> **WHAT IS BEING ASKED**
Below is a block of records; repeat each one exactly.

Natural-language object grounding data
- - - - - - -

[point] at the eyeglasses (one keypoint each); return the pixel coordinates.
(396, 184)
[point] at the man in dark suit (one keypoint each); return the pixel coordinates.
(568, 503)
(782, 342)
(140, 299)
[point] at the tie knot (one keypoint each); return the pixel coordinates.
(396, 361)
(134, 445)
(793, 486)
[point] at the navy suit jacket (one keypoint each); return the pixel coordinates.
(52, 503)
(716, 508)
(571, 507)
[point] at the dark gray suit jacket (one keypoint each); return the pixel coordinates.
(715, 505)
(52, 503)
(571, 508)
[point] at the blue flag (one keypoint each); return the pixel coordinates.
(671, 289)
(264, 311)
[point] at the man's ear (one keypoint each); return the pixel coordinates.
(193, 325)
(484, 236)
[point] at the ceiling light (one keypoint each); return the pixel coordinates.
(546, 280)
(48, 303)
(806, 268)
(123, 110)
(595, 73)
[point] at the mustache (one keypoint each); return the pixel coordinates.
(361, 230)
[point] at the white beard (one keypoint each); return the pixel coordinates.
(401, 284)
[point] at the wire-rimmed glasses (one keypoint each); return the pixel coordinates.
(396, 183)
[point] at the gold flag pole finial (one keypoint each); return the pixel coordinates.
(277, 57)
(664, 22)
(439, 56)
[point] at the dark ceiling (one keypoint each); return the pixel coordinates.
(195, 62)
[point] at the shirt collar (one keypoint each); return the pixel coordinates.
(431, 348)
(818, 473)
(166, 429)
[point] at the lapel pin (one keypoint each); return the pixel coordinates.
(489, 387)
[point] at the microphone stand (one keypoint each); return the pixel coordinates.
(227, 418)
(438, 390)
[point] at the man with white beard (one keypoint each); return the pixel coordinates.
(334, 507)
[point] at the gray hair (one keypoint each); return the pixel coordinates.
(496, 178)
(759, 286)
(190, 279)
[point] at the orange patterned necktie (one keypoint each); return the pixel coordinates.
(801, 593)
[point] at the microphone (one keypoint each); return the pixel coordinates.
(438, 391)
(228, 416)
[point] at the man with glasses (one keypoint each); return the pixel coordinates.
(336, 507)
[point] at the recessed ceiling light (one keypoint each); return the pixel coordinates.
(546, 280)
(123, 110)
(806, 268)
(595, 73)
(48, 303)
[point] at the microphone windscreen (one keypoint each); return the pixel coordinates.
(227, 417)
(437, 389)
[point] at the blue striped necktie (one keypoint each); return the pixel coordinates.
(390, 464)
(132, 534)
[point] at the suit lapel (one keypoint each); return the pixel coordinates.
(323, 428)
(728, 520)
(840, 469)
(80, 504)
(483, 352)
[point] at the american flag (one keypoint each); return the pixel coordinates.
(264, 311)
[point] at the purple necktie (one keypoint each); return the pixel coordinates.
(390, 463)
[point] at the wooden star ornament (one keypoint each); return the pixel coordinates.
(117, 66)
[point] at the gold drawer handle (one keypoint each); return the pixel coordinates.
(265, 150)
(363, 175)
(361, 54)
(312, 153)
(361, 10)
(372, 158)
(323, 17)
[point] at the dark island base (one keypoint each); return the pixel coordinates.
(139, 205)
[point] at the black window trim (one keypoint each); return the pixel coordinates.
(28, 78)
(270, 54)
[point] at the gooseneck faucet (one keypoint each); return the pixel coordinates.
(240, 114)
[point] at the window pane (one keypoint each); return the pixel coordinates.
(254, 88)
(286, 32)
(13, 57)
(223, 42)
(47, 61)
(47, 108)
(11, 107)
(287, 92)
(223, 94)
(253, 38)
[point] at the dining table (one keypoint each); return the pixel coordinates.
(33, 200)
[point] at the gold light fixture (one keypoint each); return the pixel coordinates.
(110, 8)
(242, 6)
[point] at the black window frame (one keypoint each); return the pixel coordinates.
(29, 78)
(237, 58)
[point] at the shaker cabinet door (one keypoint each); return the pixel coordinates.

- - - - - - -

> **REPLY**
[point] at the eyeglasses (one keypoint each); return the pixel coordinates.
(396, 184)
[point] at the man in dark suit (one keypoint each); return the pixel coordinates.
(568, 503)
(782, 342)
(140, 299)
[point] at the tie knot (one keypoint each); return the pixel coordinates.
(396, 361)
(134, 445)
(793, 486)
[point] at the navy suit jacket (one keypoint each); return the pixel coordinates.
(52, 503)
(716, 508)
(571, 507)
[point] at the dark gray suit jacket (one keypoint each); return the pixel coordinates.
(715, 505)
(52, 503)
(571, 508)
[point] at the blue flag (one keypoint each); return the pixel coordinates.
(671, 289)
(264, 311)
[point] at the man's ear (one keypoint each); return the pixel coordinates.
(193, 325)
(484, 236)
[point] at the ceiling light (one keypoint each); return the pixel coordinates.
(546, 280)
(48, 303)
(806, 268)
(123, 110)
(595, 73)
[point] at the mustache (one keypoint each); return the pixel coordinates.
(361, 230)
[point] at the white beard (one keypoint each); return the pixel coordinates.
(401, 284)
[point] at the wire-rimmed glasses (one keypoint each); return the pixel coordinates.
(396, 183)
[point] at the gold flag pole finial (one keypoint each); return the pixel coordinates.
(277, 57)
(664, 22)
(439, 56)
[point] at the dark ceiling (one keypoint each); return the pixel coordinates.
(195, 62)
[point] at the shirt collar (one keypoint each); return the pixel coordinates.
(431, 348)
(818, 473)
(166, 429)
[point] at the lapel pin (one keypoint each); return the pixel coordinates.
(489, 387)
[point] at the microphone stand (one keypoint each); return the pixel coordinates.
(227, 418)
(438, 390)
[point] at the man with white beard (one keypoint each); return the pixel coordinates.
(334, 507)
[point] at the gray hair (one keypoint each); return the pixel coordinates.
(496, 178)
(759, 286)
(190, 279)
[point] at the orange patterned necktie (one keypoint each); return the pixel coordinates.
(801, 593)
[point] at the microphone (one keypoint each); return the pixel coordinates.
(438, 391)
(228, 416)
[point] at the man with glasses (one keypoint each); return the pixel coordinates.
(336, 507)
[point] at the recessed ceiling light (one keypoint each); return the pixel coordinates.
(546, 280)
(123, 110)
(806, 268)
(595, 73)
(48, 303)
[point] at the microphone windscreen (one keypoint each); return the pixel coordinates.
(227, 417)
(437, 389)
[point] at the blue striped necktie (one keypoint each); return the pixel coordinates.
(390, 464)
(132, 534)
[point] at the suit lapel (one keypoint each); return the pixel coordinates.
(323, 428)
(728, 520)
(840, 469)
(80, 504)
(483, 352)
[point] at the american flag (one keypoint each); return the pixel coordinates.
(264, 311)
[point] at the purple necktie (one keypoint each); return the pixel coordinates.
(390, 463)
[point] at the wooden star ornament (one keypoint each); return the pixel coordinates.
(117, 66)
[point] at the gold drawer handle (one keypoint each); return the pixel coordinates.
(265, 150)
(363, 175)
(361, 54)
(312, 153)
(361, 10)
(372, 158)
(323, 17)
[point] at the dark island base (one keypoint each); return the pixel coordinates.
(139, 205)
[point] at the black window trim (one keypoint each); return the pixel coordinates.
(28, 78)
(270, 54)
[point] at the gooseneck faucet (one keypoint each); return the pixel coordinates.
(240, 114)
[point] at the window pane (one keypoint each); return the pixel coordinates.
(254, 88)
(286, 32)
(13, 57)
(223, 42)
(47, 61)
(47, 108)
(11, 107)
(287, 92)
(223, 94)
(253, 38)
[point] at the dining table (one keypoint each); return the pixel coordinates.
(33, 200)
[point] at the gold light fixture (one keypoint each); return the pixel coordinates.
(110, 8)
(242, 6)
[point] at the black window frame (one keypoint each); return the pixel coordinates.
(29, 78)
(237, 58)
[point] at the shaker cabinet door (one keypoint each); return the pixel coordinates.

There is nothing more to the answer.